* _WHAT THIS TASK INVOLVES_
Copy all the rows below, replacing "curly" with "straight" and changing nothing else.

* _SUPPLIED DATA_

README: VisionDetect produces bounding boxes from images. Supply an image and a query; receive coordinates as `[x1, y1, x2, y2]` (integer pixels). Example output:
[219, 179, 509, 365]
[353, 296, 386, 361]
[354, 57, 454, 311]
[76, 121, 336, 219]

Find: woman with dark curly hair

* _SOLVED EXERCISE_
README: VisionDetect produces bounding boxes from images. Supply an image and a query; receive coordinates as `[x1, y1, x2, y2]` (integer pixels). Example output:
[219, 179, 509, 365]
[353, 296, 386, 361]
[354, 57, 454, 311]
[76, 121, 336, 219]

Find: woman with dark straight hair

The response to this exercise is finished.